◆ TEXT SECTION:
----------------

Last time I actually worked on Atilla’s skiing he must have been half his current height and probably about age 11 or less. Not surprisingly Atilla couldn’t remember much from this and his skiing had continued to evolve of its own accord – but not quite in the direction we would like to see it heading. The initial part of the video clip shows Atilla skiing with his own adaptations – and when asked to “carve” basically nothing changes – but in his mind he is now carving!
Studying the video of Atilla’s skiing I made it clear first of all that I was aware of his strengths but was only interested in finding his weaknesses and problems with a view to improving his skiing.
Atilla has managed to adapt his skiing with a whole bunch of idiosyncrasies. He only uses the back of the skis and tends to be too far back – this means there is no angulation of pole use. The turn is initiated with an upper body rotation and despite projecting it into the new turn with dynamics he still manages to push the skis outwards at the rear. He does not flow over the downhill ski to exit the turn and does not use the power in the ski to complete a turn. All of this effectively causes Atilla to miss the entire first half of each turn and only when the skis are skidded around and below him on the mountain does he settle into a braking turn and traverse – so the turns are not linked in a flowing manner. The skis are always jammed together – the spine twists in the wrong direction and posture is poor and back unprotected from damage. Basically there is a lot to do here…. and I’ve only mentioned the most obvious issues. Atilla also has timing problems due to being stuck entering his turns – he is forced to go upwards to start the turn instead of dropping his centre of mass down and into the turn.

----------------

Records from a dataset:

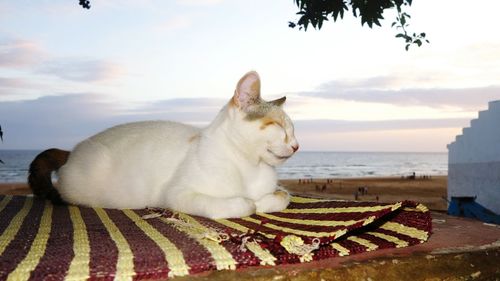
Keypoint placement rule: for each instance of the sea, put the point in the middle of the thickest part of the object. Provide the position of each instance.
(302, 165)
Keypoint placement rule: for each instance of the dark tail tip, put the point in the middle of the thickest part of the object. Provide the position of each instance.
(40, 174)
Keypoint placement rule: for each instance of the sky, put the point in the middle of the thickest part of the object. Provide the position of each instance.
(67, 73)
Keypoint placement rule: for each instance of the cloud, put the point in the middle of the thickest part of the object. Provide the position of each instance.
(63, 121)
(340, 126)
(199, 2)
(175, 23)
(388, 90)
(11, 87)
(81, 70)
(19, 53)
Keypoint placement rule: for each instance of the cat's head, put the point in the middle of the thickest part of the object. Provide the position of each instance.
(262, 126)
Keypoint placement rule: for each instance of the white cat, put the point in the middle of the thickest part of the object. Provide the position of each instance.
(225, 170)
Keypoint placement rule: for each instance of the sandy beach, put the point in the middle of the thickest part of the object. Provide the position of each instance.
(429, 191)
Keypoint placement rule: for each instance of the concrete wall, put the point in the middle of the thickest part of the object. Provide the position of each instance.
(474, 160)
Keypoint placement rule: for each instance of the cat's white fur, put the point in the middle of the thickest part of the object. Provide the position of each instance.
(224, 170)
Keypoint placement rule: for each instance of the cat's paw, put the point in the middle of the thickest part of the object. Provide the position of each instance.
(273, 202)
(236, 207)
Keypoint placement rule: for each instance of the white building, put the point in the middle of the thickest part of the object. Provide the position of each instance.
(474, 160)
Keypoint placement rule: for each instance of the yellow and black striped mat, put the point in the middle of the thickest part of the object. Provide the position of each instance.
(41, 241)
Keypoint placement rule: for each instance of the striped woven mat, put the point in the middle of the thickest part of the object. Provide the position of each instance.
(42, 241)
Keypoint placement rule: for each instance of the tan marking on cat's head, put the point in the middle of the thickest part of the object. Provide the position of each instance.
(247, 93)
(266, 121)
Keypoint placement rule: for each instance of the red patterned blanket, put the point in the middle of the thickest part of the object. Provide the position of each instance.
(42, 241)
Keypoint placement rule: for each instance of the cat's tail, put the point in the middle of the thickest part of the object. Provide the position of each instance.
(40, 174)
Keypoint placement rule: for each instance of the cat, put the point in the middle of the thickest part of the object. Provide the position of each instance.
(225, 170)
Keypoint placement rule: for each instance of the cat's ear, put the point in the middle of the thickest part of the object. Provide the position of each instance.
(247, 91)
(278, 102)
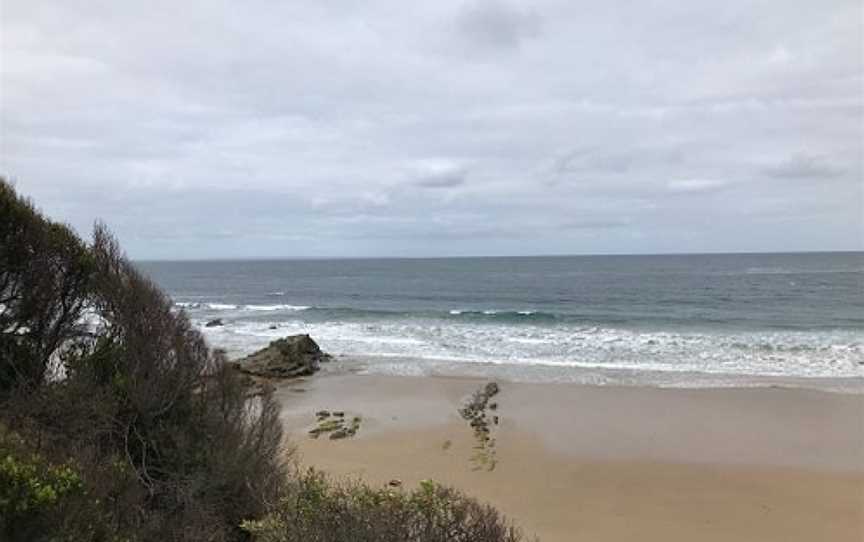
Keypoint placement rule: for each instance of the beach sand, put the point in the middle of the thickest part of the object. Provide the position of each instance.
(603, 463)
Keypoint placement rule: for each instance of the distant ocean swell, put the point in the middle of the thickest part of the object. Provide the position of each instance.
(426, 341)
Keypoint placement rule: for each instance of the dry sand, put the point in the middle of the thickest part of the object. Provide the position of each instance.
(597, 463)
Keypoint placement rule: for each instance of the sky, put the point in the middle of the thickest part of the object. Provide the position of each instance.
(265, 129)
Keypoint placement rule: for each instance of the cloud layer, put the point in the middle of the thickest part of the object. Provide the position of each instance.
(262, 129)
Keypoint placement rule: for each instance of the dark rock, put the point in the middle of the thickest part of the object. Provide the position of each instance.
(291, 357)
(339, 433)
(491, 389)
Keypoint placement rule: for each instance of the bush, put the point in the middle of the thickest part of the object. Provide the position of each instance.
(167, 441)
(118, 423)
(317, 510)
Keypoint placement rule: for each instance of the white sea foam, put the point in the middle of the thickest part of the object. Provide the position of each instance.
(837, 354)
(281, 307)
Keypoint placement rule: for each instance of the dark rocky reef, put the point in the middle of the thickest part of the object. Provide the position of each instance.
(474, 412)
(291, 357)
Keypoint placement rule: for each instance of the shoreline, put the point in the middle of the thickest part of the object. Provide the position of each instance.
(590, 376)
(578, 462)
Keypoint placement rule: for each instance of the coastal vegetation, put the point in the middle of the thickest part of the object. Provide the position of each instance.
(118, 422)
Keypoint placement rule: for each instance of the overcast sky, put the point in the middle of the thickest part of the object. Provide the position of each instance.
(287, 129)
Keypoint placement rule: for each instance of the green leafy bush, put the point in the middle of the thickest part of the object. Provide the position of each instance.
(315, 509)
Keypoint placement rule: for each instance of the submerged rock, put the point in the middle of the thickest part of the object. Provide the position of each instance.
(291, 357)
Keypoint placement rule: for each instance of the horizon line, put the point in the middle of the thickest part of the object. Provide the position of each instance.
(477, 257)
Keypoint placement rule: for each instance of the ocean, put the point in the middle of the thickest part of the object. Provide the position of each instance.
(671, 320)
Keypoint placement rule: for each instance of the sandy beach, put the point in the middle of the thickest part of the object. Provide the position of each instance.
(608, 463)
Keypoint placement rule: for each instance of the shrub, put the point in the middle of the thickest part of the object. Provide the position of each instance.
(166, 438)
(315, 509)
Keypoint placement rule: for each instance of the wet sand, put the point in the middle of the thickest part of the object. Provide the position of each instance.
(603, 463)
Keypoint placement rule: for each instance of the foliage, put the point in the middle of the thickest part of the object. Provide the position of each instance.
(118, 423)
(315, 509)
(98, 371)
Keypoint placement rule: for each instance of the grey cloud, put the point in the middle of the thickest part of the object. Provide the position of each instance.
(695, 186)
(804, 166)
(497, 25)
(438, 174)
(316, 129)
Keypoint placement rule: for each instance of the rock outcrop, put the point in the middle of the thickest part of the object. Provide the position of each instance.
(291, 357)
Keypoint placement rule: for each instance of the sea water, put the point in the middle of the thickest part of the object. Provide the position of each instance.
(675, 320)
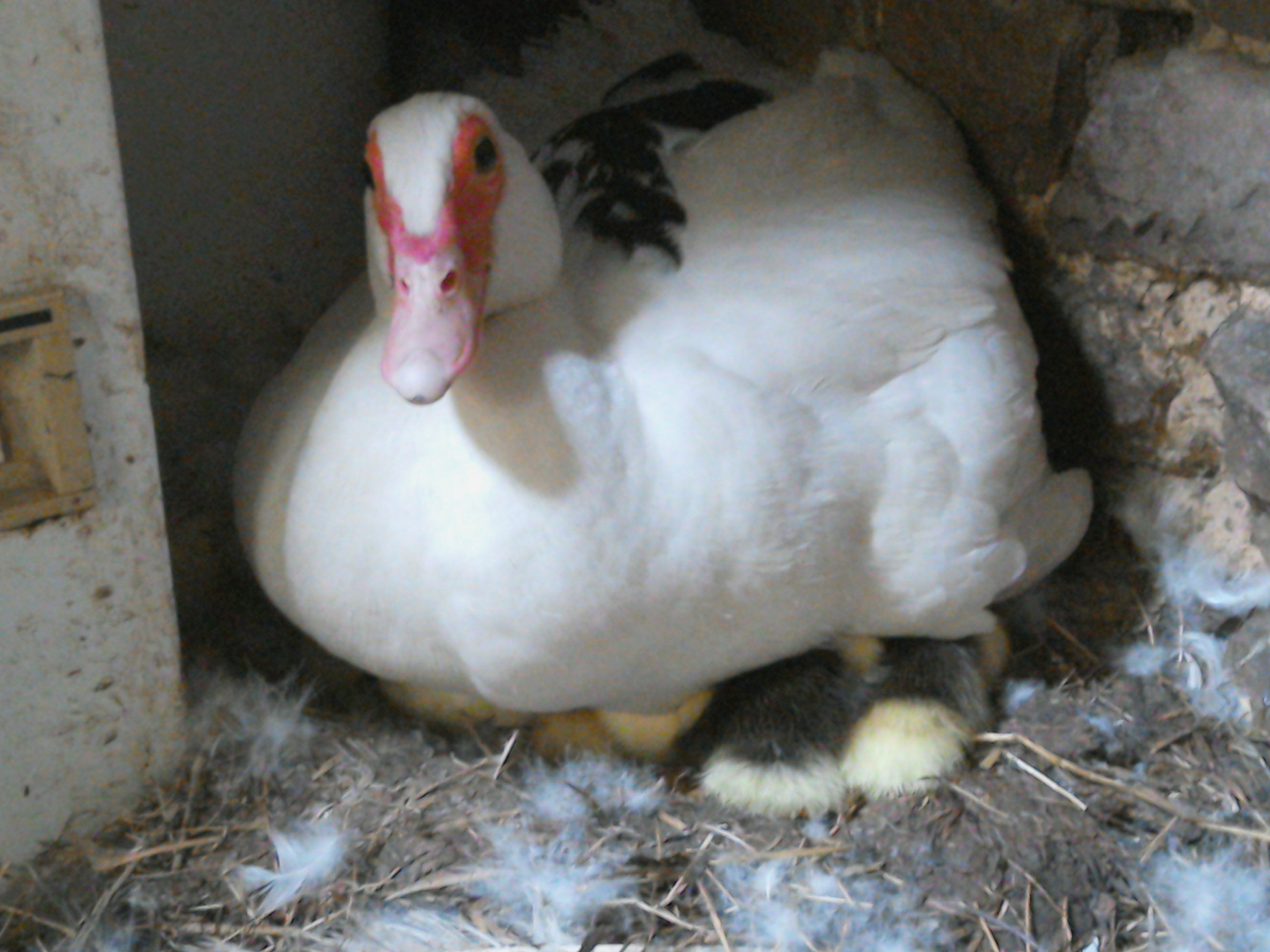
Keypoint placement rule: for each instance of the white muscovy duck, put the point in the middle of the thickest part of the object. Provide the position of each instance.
(747, 390)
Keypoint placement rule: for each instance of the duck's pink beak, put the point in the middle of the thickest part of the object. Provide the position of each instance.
(440, 278)
(436, 324)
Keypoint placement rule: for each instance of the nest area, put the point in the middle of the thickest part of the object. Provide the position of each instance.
(1109, 812)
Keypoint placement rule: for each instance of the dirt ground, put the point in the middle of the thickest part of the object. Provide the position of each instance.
(1045, 842)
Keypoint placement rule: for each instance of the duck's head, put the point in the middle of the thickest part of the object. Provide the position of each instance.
(459, 226)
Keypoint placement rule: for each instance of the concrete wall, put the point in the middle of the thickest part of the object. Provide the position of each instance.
(89, 678)
(242, 126)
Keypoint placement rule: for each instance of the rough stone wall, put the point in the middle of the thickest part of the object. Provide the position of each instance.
(1164, 222)
(1128, 143)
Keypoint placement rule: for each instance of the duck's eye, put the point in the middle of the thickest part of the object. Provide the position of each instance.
(486, 155)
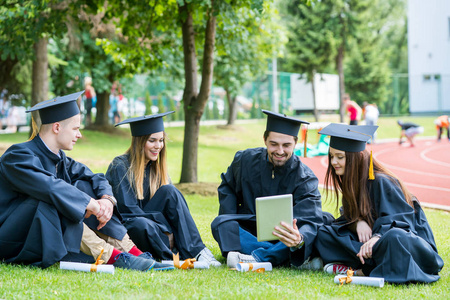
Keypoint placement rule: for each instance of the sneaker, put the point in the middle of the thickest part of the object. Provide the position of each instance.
(206, 256)
(130, 262)
(314, 264)
(335, 268)
(234, 258)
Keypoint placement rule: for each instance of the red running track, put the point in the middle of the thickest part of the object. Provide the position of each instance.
(425, 168)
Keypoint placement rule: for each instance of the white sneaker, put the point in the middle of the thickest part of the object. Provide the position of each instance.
(234, 258)
(314, 264)
(206, 256)
(335, 268)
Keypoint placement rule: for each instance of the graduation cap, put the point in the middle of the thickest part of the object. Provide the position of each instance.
(350, 138)
(146, 125)
(282, 124)
(57, 109)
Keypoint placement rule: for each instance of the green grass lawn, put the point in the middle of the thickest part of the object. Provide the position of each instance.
(217, 148)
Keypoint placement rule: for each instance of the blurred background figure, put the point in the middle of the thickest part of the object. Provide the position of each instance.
(409, 130)
(370, 113)
(442, 123)
(353, 109)
(90, 95)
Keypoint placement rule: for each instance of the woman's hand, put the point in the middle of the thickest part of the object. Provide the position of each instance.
(366, 249)
(289, 235)
(363, 230)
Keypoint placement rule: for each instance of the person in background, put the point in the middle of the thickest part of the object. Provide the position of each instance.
(370, 113)
(382, 230)
(114, 102)
(268, 171)
(353, 109)
(442, 123)
(90, 95)
(409, 130)
(52, 206)
(152, 208)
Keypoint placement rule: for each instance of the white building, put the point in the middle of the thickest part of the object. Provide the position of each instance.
(429, 56)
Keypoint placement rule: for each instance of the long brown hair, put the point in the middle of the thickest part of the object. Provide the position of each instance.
(136, 173)
(353, 185)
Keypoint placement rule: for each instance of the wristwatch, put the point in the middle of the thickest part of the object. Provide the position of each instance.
(110, 198)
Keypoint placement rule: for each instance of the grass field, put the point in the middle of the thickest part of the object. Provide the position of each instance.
(216, 150)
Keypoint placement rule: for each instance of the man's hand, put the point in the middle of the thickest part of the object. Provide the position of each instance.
(289, 235)
(366, 249)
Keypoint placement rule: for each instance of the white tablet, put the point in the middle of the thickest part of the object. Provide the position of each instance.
(270, 211)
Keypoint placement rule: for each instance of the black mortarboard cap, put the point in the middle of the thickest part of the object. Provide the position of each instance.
(146, 125)
(351, 138)
(58, 109)
(282, 124)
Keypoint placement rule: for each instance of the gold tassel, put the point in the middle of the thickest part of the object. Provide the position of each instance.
(34, 127)
(371, 175)
(305, 142)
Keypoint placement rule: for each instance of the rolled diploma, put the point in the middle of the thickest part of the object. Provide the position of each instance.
(245, 267)
(363, 280)
(197, 264)
(67, 265)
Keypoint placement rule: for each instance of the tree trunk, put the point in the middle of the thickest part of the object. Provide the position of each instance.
(194, 102)
(101, 118)
(313, 81)
(340, 69)
(232, 108)
(39, 88)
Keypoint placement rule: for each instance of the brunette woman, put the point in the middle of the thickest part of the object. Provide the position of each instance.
(153, 210)
(382, 230)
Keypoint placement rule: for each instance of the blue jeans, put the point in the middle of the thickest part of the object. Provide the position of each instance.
(276, 254)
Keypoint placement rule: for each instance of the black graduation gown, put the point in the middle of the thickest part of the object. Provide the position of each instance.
(250, 176)
(148, 220)
(41, 211)
(406, 252)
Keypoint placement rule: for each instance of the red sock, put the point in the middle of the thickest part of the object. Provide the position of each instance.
(135, 251)
(111, 259)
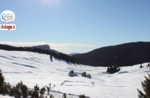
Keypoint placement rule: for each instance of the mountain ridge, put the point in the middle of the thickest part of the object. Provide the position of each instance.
(122, 55)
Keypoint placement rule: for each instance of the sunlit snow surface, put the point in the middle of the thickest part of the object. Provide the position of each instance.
(34, 68)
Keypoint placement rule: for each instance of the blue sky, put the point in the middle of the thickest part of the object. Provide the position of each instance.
(77, 25)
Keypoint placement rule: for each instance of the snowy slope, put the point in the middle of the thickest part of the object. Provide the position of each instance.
(34, 68)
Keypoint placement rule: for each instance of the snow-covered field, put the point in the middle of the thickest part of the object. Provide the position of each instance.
(34, 68)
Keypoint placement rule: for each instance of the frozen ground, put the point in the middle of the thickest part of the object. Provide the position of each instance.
(34, 68)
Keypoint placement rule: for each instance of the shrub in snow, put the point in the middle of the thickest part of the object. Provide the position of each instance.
(71, 73)
(84, 74)
(35, 93)
(81, 96)
(112, 69)
(141, 66)
(17, 91)
(42, 91)
(89, 76)
(51, 96)
(146, 88)
(2, 80)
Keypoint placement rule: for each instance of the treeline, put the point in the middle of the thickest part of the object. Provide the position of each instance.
(21, 90)
(62, 56)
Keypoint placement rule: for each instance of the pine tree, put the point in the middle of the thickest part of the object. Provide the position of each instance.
(146, 88)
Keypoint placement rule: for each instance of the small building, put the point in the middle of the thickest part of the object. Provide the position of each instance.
(84, 74)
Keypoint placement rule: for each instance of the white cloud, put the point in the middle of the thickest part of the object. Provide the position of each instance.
(65, 48)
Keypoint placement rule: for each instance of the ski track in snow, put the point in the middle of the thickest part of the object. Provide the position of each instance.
(34, 68)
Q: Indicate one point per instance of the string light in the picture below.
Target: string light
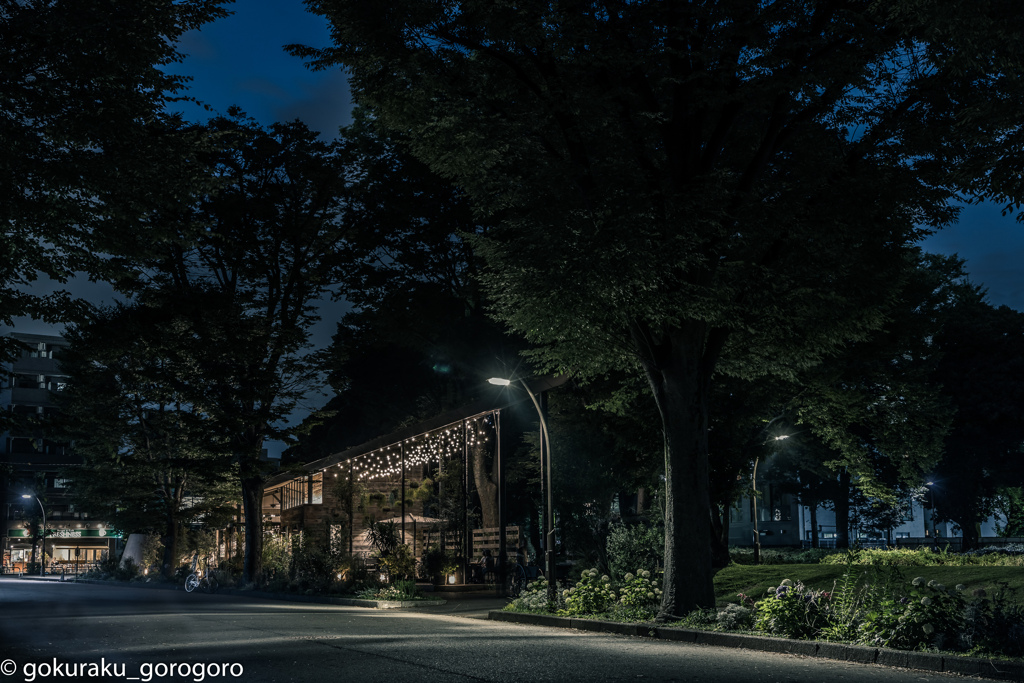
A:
(432, 447)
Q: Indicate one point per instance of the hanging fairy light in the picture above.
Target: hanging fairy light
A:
(431, 447)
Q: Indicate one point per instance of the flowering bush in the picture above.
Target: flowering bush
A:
(792, 610)
(591, 595)
(639, 591)
(733, 617)
(926, 614)
(534, 598)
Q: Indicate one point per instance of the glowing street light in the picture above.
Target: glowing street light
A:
(754, 480)
(549, 517)
(42, 563)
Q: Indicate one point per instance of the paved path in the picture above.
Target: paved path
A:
(145, 631)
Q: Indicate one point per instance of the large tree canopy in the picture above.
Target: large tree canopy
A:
(89, 147)
(153, 462)
(245, 269)
(685, 187)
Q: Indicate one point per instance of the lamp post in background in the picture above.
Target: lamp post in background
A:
(754, 481)
(931, 497)
(549, 516)
(42, 563)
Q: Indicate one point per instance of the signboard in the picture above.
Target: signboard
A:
(67, 534)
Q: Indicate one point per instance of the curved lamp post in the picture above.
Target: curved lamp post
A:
(754, 482)
(42, 563)
(931, 495)
(549, 516)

----------------

◆ EXERCISE TASK:
Repeat the ski coaching text from "Last time I" up to and including "improving his skiing.", and switch "video" to "footage" throughout that span.

◆ RESPONSE BELOW:
Last time I actually worked on Atilla’s skiing he must have been half his current height and probably about age 11 or less. Not surprisingly Atilla couldn’t remember much from this and his skiing had continued to evolve of its own accord – but not quite in the direction we would like to see it heading. The initial part of the footage clip shows Atilla skiing with his own adaptations – and when asked to “carve” basically nothing changes – but in his mind he is now carving!
Studying the footage of Atilla’s skiing I made it clear first of all that I was aware of his strengths but was only interested in finding his weaknesses and problems with a view to improving his skiing.